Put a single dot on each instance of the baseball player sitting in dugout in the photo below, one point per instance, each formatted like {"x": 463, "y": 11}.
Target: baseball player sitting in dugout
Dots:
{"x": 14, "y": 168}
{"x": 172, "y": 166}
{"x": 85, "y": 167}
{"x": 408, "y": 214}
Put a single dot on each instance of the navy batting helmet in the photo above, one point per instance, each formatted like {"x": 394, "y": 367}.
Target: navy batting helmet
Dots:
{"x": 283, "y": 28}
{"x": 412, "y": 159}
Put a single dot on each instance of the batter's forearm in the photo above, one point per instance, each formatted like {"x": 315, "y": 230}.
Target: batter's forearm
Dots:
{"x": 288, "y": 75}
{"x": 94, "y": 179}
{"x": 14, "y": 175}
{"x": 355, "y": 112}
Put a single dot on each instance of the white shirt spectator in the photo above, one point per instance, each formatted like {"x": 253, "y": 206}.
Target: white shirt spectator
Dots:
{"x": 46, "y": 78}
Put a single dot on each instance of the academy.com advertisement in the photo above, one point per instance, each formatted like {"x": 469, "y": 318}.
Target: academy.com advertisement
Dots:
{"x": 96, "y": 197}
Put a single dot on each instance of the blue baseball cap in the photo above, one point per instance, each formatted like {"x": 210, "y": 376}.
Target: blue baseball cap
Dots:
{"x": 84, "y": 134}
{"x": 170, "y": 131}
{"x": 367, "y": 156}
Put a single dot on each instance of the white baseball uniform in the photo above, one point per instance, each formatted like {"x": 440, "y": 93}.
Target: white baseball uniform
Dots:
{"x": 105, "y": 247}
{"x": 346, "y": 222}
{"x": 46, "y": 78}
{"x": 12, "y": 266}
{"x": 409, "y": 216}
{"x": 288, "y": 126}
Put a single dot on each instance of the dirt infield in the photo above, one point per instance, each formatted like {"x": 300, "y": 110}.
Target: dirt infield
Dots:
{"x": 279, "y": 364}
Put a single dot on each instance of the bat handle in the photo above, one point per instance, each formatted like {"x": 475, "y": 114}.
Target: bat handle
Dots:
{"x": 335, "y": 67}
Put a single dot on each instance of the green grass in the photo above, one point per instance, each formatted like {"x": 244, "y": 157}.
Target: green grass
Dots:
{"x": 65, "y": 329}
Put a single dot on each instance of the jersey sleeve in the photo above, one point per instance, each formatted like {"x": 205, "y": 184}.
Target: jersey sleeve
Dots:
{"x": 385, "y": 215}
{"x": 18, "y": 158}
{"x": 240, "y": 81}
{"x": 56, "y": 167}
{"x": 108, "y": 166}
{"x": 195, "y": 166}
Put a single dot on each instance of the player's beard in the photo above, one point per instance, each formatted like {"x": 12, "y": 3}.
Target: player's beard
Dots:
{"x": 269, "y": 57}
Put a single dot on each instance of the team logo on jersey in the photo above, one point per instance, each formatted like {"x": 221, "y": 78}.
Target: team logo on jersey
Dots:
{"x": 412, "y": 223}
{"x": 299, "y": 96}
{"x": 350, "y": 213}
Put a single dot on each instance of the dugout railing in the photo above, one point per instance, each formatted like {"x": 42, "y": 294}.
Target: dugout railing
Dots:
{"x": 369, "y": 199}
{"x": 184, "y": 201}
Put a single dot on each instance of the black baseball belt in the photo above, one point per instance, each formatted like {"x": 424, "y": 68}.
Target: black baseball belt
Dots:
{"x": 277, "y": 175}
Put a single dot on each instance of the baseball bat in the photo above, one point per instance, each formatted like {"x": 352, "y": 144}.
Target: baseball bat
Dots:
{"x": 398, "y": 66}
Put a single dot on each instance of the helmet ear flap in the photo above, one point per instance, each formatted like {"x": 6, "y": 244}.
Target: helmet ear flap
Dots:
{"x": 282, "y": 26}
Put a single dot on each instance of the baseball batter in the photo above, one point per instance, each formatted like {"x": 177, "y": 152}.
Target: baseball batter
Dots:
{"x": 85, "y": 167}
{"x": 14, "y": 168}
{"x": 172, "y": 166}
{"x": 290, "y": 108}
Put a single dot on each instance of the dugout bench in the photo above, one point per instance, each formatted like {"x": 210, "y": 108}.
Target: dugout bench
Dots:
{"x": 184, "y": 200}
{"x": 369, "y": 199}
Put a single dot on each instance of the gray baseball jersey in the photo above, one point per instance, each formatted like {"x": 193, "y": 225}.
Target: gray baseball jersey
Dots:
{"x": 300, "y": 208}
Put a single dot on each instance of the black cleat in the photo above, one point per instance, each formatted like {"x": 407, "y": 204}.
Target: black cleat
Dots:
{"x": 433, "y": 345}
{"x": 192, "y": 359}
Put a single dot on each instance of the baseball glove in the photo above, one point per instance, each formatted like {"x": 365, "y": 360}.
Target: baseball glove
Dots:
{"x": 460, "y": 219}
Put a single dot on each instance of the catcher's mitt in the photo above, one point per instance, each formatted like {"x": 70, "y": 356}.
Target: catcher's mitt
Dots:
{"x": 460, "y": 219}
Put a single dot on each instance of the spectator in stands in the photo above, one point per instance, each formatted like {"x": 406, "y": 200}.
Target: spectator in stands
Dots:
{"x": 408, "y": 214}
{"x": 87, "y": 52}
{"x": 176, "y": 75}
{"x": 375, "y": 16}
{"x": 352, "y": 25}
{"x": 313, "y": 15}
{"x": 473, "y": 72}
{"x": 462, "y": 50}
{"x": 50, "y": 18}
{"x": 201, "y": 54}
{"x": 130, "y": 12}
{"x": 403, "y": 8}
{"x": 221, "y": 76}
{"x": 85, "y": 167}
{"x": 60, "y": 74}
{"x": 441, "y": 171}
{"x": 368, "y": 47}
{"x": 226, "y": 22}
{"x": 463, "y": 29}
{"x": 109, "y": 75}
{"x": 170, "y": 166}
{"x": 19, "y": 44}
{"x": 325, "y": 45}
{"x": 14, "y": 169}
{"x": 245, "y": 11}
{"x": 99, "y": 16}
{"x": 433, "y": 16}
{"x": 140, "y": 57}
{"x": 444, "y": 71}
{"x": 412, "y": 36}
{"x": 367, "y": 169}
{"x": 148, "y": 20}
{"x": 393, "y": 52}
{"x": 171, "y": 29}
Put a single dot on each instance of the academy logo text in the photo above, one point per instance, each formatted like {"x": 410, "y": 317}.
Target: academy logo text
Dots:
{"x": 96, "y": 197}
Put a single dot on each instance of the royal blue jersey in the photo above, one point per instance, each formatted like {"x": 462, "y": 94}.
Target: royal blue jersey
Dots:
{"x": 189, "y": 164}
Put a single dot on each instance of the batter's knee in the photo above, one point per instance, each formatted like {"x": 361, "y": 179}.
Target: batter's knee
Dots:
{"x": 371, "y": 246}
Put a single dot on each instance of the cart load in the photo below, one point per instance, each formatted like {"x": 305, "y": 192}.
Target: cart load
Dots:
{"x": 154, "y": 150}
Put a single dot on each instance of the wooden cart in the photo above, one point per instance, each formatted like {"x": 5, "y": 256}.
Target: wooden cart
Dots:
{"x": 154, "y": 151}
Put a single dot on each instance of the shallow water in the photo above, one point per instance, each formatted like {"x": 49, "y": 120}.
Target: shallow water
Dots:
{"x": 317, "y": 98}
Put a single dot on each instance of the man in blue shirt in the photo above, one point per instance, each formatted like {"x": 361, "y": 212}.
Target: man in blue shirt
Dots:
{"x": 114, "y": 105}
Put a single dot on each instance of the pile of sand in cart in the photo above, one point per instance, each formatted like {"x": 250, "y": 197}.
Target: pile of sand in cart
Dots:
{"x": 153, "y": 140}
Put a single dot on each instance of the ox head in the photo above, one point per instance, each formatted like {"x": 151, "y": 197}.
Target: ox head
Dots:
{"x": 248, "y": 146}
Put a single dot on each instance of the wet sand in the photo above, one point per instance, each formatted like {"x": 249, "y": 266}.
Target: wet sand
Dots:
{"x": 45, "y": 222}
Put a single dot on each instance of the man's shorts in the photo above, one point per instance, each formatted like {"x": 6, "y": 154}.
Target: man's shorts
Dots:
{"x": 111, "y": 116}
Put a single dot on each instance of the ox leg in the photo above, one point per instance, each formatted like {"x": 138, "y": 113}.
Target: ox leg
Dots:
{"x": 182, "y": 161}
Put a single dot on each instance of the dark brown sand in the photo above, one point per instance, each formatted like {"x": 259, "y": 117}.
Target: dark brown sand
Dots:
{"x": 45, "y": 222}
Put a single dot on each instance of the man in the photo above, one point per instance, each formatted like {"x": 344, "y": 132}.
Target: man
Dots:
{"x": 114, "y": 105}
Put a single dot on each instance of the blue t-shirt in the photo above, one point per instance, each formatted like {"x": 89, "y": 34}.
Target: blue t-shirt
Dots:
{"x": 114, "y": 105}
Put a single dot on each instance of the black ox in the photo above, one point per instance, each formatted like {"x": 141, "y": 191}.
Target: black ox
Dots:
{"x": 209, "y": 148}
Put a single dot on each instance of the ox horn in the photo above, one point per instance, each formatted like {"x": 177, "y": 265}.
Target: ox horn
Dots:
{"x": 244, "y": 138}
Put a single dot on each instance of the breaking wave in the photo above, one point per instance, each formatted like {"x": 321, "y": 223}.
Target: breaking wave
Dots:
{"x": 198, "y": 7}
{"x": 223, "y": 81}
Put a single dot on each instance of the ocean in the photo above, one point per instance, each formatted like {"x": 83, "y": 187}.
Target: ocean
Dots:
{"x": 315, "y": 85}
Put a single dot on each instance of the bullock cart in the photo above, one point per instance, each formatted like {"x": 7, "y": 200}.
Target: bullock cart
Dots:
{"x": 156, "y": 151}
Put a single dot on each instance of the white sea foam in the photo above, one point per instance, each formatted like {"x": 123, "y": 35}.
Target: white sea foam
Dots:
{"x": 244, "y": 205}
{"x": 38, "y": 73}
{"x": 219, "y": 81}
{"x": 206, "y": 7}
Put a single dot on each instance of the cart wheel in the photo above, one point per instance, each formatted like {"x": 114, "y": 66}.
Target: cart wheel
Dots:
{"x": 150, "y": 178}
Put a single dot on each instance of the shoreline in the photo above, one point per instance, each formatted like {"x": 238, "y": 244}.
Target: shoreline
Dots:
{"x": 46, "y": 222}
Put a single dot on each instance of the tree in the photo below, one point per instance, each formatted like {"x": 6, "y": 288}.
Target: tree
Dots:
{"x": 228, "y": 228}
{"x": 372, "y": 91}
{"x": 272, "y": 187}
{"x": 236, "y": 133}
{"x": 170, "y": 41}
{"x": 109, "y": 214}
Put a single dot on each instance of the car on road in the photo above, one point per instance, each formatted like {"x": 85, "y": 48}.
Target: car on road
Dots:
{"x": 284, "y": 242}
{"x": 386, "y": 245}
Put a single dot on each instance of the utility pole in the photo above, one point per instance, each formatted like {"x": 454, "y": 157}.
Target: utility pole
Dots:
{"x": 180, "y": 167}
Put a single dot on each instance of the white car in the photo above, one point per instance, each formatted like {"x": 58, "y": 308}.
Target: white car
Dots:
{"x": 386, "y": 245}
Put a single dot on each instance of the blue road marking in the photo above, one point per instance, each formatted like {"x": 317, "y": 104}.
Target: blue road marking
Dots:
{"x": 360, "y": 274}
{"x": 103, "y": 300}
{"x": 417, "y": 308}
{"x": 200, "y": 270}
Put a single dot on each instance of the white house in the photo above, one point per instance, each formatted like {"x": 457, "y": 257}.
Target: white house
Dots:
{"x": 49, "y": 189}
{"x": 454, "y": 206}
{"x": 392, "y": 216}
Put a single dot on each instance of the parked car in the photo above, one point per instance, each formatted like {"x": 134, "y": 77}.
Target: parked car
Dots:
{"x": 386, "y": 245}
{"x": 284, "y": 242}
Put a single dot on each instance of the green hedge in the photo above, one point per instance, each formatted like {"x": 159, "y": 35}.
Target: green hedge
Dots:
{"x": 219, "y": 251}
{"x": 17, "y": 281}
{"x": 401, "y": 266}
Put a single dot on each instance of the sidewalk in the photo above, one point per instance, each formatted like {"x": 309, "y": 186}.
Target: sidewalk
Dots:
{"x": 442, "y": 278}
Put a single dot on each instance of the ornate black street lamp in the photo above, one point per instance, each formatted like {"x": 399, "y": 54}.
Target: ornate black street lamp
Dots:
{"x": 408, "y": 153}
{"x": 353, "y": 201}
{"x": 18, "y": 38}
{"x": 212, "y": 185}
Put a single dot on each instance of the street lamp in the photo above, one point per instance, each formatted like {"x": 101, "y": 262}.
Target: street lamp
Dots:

________________________________________

Problem requirements – Reproduce, character for character, only the lines of the preceding data that start at the line with "Put a single dot on each instance of the ox head" and end at the line with "Target: dark brown sand", both included.

Response box –
Put a single dot on each instance of the ox head in the photo above, one point per instance, each formatted like {"x": 151, "y": 197}.
Target: ox head
Dots:
{"x": 248, "y": 146}
Put a single dot on each instance of the wet sand in the photo above, one point per instance, each formatted like {"x": 249, "y": 266}.
Target: wet sand
Dots:
{"x": 45, "y": 222}
Put a single dot on each instance of the man's shorts in the photo above, one point per instance, each formatted like {"x": 6, "y": 154}.
Target: man's shorts
Dots:
{"x": 111, "y": 116}
Put a single dot on each instance of the ox leg in the photo above, one point per instance, each formatted like {"x": 138, "y": 113}.
Target: ox leg
Dots:
{"x": 182, "y": 161}
Put a single dot on each instance of the dark brown sand in the photo above, one point per instance, each formatted like {"x": 259, "y": 117}.
Target: dark brown sand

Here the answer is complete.